PROBLEM TO WORK ON
Find the line that contains "Task: locate the long". Repeat that line and all lines following it, exactly, through the end of the listing below.

*** MATERIAL FOR THE TASK ***

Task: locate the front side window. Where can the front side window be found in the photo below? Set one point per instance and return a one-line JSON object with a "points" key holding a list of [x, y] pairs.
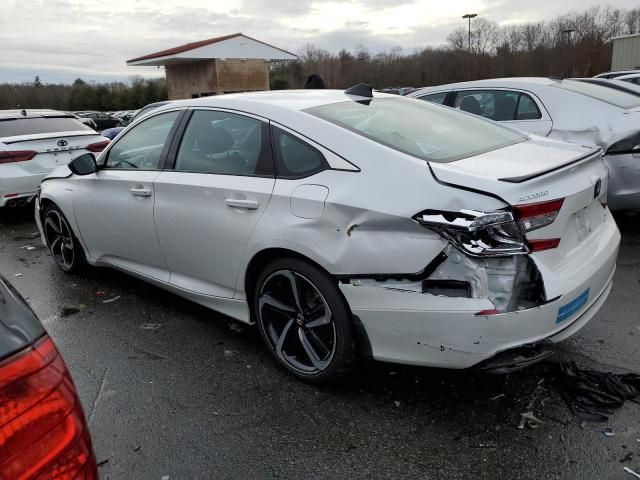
{"points": [[224, 143], [295, 158], [419, 129], [435, 97], [141, 147]]}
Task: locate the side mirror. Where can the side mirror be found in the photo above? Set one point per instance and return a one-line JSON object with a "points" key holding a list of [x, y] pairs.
{"points": [[84, 164]]}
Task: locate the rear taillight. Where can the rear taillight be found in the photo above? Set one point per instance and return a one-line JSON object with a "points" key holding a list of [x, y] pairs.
{"points": [[17, 156], [98, 146], [537, 215], [43, 434]]}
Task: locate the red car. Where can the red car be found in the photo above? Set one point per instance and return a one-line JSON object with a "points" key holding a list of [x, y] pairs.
{"points": [[43, 433]]}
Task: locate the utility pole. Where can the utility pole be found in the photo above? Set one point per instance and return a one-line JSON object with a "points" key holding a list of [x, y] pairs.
{"points": [[469, 16], [568, 33]]}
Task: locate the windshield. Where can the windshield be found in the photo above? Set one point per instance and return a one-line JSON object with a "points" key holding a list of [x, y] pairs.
{"points": [[29, 126], [605, 94], [424, 130]]}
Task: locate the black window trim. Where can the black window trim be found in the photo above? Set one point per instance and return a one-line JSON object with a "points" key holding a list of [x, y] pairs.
{"points": [[172, 151], [163, 155], [325, 164]]}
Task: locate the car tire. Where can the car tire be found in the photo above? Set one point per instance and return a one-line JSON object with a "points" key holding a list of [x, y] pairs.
{"points": [[61, 241], [310, 333]]}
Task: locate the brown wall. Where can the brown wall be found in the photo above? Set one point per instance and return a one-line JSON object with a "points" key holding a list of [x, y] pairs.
{"points": [[216, 76]]}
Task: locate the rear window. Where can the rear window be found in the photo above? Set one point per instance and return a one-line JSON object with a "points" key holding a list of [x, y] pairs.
{"points": [[420, 129], [29, 126], [604, 94]]}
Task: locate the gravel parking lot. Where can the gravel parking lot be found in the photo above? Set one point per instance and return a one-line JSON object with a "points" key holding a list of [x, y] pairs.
{"points": [[172, 390]]}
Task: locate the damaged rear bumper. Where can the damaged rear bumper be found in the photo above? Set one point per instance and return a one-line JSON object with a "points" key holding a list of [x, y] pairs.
{"points": [[411, 327]]}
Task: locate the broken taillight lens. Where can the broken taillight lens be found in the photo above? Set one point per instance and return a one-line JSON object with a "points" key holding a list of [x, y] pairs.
{"points": [[537, 215], [478, 234], [43, 434]]}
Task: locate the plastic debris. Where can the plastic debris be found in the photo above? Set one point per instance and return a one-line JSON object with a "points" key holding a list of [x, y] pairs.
{"points": [[631, 472], [150, 326], [594, 395]]}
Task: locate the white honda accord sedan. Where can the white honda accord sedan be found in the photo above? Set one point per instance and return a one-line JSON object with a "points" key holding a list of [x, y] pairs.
{"points": [[347, 224]]}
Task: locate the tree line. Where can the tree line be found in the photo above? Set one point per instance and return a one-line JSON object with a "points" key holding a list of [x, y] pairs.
{"points": [[82, 95], [576, 44]]}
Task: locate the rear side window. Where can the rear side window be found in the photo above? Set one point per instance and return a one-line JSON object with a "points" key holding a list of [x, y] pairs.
{"points": [[498, 105], [142, 146], [435, 97], [224, 143], [295, 158], [31, 126]]}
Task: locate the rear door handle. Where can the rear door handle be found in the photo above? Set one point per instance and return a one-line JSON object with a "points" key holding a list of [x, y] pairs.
{"points": [[242, 203], [140, 191]]}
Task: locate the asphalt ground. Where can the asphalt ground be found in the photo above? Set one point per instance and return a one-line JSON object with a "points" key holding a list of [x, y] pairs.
{"points": [[172, 390]]}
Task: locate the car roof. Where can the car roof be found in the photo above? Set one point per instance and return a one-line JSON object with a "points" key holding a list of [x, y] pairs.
{"points": [[506, 82], [32, 113], [291, 100]]}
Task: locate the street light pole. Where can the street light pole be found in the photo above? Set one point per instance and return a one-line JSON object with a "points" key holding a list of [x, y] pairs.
{"points": [[469, 16]]}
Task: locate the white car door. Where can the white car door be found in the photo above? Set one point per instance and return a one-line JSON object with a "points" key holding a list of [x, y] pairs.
{"points": [[114, 206], [208, 206], [516, 108]]}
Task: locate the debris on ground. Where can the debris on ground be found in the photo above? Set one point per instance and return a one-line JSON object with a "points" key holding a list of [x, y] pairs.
{"points": [[150, 326], [68, 311], [236, 327], [631, 472], [593, 395], [527, 418]]}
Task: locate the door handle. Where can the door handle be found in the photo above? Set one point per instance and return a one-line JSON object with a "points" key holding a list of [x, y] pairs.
{"points": [[242, 203], [140, 191]]}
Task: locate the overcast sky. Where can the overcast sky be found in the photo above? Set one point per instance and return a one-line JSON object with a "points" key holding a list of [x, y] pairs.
{"points": [[61, 40]]}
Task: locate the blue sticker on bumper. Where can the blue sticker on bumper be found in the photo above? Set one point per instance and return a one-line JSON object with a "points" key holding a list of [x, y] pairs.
{"points": [[572, 307]]}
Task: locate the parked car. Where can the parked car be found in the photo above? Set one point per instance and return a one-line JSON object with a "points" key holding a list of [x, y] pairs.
{"points": [[43, 433], [567, 110], [34, 142], [345, 222], [616, 73], [101, 119], [112, 133], [630, 78], [614, 83]]}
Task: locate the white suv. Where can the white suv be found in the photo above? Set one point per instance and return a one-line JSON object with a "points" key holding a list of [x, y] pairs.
{"points": [[34, 142]]}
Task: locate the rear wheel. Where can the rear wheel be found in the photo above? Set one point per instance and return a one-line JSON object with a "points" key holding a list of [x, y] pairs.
{"points": [[63, 244], [304, 320]]}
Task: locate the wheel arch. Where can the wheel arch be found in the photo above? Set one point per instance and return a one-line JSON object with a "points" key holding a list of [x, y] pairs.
{"points": [[263, 257]]}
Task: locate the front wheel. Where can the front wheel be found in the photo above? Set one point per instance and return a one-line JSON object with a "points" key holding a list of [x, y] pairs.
{"points": [[304, 320], [63, 244]]}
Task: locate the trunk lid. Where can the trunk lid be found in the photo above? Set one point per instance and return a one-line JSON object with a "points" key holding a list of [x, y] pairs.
{"points": [[538, 171], [53, 149]]}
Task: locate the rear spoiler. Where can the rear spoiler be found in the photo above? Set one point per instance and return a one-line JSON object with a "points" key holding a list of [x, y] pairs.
{"points": [[530, 176]]}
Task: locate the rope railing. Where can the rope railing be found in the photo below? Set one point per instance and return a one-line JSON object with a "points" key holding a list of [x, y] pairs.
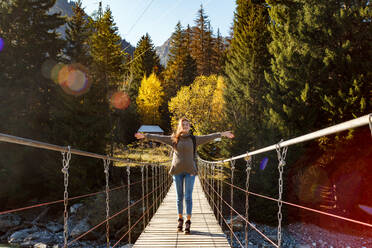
{"points": [[242, 217], [69, 199], [159, 177], [52, 147], [358, 122], [153, 205], [208, 183]]}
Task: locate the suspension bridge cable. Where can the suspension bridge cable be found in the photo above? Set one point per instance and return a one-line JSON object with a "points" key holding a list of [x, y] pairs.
{"points": [[47, 146], [69, 199], [147, 7], [143, 215], [303, 207], [242, 217], [358, 122], [228, 226], [113, 216]]}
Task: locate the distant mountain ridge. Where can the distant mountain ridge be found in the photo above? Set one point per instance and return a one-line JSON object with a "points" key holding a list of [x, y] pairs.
{"points": [[65, 8]]}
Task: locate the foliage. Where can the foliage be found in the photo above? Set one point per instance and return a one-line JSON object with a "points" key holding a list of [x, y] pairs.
{"points": [[149, 100], [144, 62]]}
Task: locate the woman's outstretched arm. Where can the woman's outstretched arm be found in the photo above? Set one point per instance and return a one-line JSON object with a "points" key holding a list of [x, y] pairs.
{"points": [[202, 139], [165, 139]]}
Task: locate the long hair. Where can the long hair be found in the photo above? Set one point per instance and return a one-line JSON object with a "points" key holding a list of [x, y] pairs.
{"points": [[176, 135]]}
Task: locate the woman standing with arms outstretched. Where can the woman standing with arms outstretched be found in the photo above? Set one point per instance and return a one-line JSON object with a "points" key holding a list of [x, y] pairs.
{"points": [[184, 167]]}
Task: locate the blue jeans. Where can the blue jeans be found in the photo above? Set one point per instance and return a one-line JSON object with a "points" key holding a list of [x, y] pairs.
{"points": [[179, 181]]}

***

EXPECTED ANSWER
Task: locate the long hair. Where can the long hair be found in the photo above? Set one point per instance and return a one-line JSON object with a "points" key holding a list of [x, y] pairs.
{"points": [[176, 135]]}
Task: locate the woman standing with arms outstretched. Where can the woman standing with arms outstretched be found in the photo above? Set one point per instance and return a one-line JSON object with a "points" key holding a list of [x, y] pairs.
{"points": [[184, 167]]}
Task: locate the blue jeans. Where can the blue jeans be found in the photo above? Set one point per instance and return a one-line JSON object with a "points" key holding a list of [x, y] pairs.
{"points": [[179, 181]]}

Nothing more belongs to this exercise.